In the lines below, from the one containing "103L126 120L136 180L154" through the one containing "positive clicks: (126, 126)", inclusive, change "rough mask" to "coarse mask" and give only those lines back, with nothing else altered.

[Stored dataset items]
* * * * * * * * *

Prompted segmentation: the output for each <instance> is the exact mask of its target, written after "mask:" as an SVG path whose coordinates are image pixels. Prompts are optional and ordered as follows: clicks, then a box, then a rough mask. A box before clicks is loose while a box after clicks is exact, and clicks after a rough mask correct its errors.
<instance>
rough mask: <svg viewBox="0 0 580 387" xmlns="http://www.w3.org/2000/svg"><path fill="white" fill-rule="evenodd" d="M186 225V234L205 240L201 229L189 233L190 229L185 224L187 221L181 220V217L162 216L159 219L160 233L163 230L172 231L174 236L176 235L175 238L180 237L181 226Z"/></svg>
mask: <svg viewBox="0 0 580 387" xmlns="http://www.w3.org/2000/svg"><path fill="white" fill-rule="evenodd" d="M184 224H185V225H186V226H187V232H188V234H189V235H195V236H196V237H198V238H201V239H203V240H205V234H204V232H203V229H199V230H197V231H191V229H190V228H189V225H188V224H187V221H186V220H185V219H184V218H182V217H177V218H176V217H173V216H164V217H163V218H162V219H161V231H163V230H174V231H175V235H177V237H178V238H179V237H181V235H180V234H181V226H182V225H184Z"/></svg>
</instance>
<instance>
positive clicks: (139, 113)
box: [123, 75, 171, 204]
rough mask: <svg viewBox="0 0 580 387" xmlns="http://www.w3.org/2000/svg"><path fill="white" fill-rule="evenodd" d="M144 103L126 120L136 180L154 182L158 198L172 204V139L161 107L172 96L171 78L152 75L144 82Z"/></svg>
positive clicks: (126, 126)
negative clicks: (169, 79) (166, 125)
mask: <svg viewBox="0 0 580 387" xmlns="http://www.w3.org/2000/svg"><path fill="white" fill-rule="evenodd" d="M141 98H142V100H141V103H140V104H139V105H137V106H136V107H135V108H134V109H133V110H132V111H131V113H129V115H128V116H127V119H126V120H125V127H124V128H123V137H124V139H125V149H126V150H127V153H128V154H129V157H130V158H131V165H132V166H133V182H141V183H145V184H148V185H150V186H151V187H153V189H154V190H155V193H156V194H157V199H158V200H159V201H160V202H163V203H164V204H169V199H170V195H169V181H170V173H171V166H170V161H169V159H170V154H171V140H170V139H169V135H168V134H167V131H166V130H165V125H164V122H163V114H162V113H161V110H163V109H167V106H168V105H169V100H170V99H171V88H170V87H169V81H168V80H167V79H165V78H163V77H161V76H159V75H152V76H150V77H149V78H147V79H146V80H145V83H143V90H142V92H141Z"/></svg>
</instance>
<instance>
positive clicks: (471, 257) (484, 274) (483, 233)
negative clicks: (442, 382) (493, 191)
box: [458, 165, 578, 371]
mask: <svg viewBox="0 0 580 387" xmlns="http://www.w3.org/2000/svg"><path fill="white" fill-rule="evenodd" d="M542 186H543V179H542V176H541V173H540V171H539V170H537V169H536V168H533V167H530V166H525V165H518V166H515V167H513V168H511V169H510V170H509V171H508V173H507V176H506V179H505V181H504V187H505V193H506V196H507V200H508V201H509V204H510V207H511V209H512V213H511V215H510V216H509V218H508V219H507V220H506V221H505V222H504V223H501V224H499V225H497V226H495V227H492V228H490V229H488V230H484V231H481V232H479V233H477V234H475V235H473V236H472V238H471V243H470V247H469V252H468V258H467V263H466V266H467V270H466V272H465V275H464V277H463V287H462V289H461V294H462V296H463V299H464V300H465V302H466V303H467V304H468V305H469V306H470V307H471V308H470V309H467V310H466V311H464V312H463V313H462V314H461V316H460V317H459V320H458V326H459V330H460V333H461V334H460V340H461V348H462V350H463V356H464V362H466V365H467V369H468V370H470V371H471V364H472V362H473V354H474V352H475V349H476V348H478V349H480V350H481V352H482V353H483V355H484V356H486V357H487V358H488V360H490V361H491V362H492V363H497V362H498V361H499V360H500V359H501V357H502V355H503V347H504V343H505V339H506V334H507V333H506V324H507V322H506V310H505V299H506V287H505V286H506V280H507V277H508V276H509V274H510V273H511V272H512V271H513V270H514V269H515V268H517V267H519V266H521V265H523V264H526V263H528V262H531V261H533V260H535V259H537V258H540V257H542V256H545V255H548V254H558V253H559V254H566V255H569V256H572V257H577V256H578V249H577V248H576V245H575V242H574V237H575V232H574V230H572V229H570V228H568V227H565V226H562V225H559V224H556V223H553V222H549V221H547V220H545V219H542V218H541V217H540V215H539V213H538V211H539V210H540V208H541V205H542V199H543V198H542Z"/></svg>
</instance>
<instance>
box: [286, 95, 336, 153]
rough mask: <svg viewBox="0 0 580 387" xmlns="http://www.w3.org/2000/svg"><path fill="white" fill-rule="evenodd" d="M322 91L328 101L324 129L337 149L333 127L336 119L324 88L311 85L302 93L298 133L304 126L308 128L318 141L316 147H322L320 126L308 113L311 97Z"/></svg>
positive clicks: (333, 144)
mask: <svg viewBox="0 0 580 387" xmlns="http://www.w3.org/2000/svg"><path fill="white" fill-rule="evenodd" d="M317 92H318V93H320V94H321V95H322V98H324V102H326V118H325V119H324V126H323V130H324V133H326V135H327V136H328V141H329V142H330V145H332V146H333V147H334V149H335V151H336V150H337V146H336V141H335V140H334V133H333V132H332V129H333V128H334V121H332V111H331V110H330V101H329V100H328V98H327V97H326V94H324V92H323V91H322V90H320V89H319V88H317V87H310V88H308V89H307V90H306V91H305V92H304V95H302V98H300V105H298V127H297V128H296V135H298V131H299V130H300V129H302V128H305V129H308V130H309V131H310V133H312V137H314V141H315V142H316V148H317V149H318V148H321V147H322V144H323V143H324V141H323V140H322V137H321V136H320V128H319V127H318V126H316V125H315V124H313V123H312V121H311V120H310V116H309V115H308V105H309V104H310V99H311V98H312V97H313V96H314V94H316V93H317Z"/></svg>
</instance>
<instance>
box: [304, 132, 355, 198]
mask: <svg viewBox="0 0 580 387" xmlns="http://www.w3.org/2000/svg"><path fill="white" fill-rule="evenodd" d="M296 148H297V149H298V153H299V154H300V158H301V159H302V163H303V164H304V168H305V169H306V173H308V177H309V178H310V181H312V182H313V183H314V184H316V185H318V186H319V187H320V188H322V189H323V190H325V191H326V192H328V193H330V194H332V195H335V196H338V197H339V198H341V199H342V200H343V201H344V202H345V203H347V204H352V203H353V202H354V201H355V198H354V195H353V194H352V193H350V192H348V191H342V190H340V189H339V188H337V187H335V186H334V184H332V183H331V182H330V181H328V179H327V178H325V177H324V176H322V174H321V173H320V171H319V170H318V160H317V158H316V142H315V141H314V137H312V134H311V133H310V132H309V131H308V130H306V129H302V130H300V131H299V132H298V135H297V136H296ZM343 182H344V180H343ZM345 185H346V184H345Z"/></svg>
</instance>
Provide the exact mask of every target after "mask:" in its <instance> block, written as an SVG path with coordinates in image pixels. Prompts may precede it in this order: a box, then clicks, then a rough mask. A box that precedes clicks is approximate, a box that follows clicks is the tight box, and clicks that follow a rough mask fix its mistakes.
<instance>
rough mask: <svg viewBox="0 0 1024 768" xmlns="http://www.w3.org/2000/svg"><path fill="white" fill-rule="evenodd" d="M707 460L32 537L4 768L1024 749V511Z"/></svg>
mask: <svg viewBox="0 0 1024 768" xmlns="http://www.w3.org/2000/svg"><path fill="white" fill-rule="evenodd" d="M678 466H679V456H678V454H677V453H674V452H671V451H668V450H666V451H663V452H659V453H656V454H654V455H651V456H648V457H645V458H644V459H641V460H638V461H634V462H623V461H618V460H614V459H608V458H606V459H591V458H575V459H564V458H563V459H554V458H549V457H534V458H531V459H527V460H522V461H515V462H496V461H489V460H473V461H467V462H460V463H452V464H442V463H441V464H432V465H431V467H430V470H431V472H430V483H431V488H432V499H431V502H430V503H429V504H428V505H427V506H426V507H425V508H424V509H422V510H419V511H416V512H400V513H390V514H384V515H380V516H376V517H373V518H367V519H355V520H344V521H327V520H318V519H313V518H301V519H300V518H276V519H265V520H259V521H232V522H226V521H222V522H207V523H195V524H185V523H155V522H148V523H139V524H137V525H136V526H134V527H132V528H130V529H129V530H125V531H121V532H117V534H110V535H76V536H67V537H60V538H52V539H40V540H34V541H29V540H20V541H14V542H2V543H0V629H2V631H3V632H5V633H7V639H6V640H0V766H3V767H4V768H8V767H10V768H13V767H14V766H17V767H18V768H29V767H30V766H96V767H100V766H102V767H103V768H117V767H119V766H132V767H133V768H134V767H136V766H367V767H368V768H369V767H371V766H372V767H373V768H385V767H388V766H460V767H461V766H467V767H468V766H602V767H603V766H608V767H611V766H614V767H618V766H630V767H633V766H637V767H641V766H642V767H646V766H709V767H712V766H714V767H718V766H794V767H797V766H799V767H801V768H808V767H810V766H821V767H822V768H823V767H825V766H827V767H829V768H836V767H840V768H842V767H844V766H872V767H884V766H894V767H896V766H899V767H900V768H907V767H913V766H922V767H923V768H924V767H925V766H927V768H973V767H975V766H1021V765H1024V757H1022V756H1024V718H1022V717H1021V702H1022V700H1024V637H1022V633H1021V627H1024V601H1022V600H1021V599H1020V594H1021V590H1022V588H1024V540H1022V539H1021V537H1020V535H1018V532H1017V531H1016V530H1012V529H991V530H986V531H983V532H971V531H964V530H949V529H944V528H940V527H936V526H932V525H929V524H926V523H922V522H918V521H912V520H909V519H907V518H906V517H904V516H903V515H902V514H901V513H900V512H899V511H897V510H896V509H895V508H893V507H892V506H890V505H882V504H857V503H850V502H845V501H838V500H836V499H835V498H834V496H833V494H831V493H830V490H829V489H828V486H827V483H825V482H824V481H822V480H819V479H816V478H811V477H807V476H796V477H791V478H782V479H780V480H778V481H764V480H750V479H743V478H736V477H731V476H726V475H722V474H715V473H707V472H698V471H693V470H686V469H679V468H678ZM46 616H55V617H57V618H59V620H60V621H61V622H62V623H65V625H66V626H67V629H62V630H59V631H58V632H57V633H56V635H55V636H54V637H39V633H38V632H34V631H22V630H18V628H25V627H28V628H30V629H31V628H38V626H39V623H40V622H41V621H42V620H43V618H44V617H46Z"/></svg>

* * * * * * * * *

## TASK OUTPUT
coarse mask: <svg viewBox="0 0 580 387" xmlns="http://www.w3.org/2000/svg"><path fill="white" fill-rule="evenodd" d="M144 103L126 120L136 180L154 182L158 198L172 204V139L161 107L172 96L171 78L152 75L144 82Z"/></svg>
positive clicks: (126, 126)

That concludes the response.